#### [Work instructions]
Retype the material below, everything from the line containing "Target: sunlit grass" down to its last line.

Position identification records
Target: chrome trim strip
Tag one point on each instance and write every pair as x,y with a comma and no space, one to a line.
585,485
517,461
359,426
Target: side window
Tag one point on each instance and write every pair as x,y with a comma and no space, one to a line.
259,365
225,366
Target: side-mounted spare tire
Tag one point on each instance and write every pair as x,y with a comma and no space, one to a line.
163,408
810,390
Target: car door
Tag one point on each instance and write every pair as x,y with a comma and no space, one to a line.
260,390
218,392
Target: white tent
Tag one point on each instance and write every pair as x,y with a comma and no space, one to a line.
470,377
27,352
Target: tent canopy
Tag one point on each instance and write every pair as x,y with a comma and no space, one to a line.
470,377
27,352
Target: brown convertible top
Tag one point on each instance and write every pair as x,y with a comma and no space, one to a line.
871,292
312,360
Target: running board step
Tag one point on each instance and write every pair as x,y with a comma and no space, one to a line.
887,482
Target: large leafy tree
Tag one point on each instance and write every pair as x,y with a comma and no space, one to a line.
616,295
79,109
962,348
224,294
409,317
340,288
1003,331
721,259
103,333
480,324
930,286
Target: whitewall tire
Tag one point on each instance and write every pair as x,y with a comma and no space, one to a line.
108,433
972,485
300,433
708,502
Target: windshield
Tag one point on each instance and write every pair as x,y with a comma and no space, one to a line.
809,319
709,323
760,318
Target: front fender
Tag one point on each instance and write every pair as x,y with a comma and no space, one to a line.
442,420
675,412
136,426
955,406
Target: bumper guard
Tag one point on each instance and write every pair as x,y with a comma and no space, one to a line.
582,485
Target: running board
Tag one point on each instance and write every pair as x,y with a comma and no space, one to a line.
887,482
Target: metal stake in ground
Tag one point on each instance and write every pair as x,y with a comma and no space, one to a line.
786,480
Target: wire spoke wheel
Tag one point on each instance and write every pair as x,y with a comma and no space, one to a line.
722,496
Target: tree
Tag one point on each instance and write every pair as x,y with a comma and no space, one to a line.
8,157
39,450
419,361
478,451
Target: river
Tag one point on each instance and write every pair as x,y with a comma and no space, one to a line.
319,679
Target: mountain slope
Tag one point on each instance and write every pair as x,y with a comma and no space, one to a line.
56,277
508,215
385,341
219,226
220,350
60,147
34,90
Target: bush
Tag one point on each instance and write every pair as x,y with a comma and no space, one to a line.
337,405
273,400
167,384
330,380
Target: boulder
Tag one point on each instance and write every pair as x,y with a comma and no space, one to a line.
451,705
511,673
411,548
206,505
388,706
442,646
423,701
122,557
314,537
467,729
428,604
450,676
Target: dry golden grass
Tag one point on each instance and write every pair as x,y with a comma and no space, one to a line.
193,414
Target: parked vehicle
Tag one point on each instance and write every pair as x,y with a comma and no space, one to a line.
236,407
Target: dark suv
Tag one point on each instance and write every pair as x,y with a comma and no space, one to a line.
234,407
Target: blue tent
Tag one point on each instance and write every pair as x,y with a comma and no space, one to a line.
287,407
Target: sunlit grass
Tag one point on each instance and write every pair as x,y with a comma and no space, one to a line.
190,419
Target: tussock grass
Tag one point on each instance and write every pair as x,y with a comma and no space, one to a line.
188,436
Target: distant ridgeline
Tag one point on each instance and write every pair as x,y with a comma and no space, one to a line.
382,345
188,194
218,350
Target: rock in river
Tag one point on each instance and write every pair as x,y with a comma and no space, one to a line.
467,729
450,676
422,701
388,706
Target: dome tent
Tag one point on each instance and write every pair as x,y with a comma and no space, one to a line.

#### [Task result]
Target: sunlit grass
Tag one point on each instance and write every pair as x,y with a comma and no space, one to a line.
190,419
Target: tussock grass
Tag one point on each instance and write every pair as x,y with a comma and no space, one to a line.
188,436
Target: distant ridgeline
Tag one point on each instance and write every pair as x,y with a comma and no space, one to a line.
382,345
188,194
218,350
Target: rock in river
Tag one point on each instance and write every pair as x,y with a comma and no space, one to a line.
467,729
450,676
422,701
388,706
Target: dome tent
Tag one point on each instance and write every pair as x,y with a comma and no space, one to a line.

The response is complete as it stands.